Goal: Can you reproduce everything from the line containing "Isolate any visible grass" down to the end of the entries, requests included, rescaling each box coordinate in the answers by a factor of 1.95 and rounding to whole numbers, with halves going up?
_ _ _ _ _ _ _
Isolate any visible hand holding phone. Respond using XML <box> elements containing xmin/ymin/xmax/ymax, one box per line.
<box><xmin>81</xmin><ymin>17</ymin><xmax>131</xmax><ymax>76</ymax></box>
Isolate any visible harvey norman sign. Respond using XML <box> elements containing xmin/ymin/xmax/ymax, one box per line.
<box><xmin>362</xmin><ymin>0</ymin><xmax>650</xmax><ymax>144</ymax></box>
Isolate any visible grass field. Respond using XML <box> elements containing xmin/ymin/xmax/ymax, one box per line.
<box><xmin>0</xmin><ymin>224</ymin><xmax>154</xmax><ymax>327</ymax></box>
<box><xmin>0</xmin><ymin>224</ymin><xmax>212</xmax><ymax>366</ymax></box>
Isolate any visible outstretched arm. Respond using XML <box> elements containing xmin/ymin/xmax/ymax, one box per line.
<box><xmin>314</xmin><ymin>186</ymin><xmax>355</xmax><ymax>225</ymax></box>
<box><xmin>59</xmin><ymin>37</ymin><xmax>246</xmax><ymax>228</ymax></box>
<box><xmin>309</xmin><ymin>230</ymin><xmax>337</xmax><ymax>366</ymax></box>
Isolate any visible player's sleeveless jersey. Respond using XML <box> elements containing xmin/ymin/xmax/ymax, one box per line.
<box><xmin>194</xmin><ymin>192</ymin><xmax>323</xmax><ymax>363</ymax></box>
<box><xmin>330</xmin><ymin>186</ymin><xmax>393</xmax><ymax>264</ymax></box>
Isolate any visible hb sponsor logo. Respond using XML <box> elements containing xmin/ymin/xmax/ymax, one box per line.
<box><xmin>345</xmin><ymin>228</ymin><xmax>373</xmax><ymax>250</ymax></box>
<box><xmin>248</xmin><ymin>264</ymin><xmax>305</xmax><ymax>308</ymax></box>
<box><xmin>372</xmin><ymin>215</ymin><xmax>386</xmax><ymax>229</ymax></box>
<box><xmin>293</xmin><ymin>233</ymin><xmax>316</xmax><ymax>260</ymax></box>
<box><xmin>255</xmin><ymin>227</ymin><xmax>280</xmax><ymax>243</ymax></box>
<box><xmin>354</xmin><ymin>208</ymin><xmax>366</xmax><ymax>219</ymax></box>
_ _ _ _ _ _ _
Reply to the exercise:
Isolate any visible grass field. Respond using XML <box> elements containing xmin/ymin/xmax/ymax, one box per line.
<box><xmin>0</xmin><ymin>437</ymin><xmax>300</xmax><ymax>638</ymax></box>
<box><xmin>0</xmin><ymin>437</ymin><xmax>413</xmax><ymax>714</ymax></box>
Isolate any visible outstretched arm. Respond using XML <box> elements containing xmin/ymin/xmax/ymax, one box per line.
<box><xmin>612</xmin><ymin>363</ymin><xmax>692</xmax><ymax>439</ymax></box>
<box><xmin>115</xmin><ymin>72</ymin><xmax>480</xmax><ymax>445</ymax></box>
<box><xmin>603</xmin><ymin>449</ymin><xmax>657</xmax><ymax>714</ymax></box>
Isolate any visible player's sleeveless jersey. Respond using XML <box> elements containing xmin/ymin/xmax/ymax, one box per line.
<box><xmin>378</xmin><ymin>374</ymin><xmax>630</xmax><ymax>708</ymax></box>
<box><xmin>644</xmin><ymin>363</ymin><xmax>766</xmax><ymax>515</ymax></box>
Isolate any visible hb sponsor logo. Respond using XML <box> elements containing xmin/ymin/xmax/ymax, one box per line.
<box><xmin>673</xmin><ymin>445</ymin><xmax>727</xmax><ymax>488</ymax></box>
<box><xmin>484</xmin><ymin>515</ymin><xmax>595</xmax><ymax>601</ymax></box>
<box><xmin>725</xmin><ymin>419</ymin><xmax>753</xmax><ymax>447</ymax></box>
<box><xmin>571</xmin><ymin>454</ymin><xmax>616</xmax><ymax>507</ymax></box>
<box><xmin>497</xmin><ymin>443</ymin><xmax>546</xmax><ymax>474</ymax></box>
<box><xmin>690</xmin><ymin>406</ymin><xmax>714</xmax><ymax>427</ymax></box>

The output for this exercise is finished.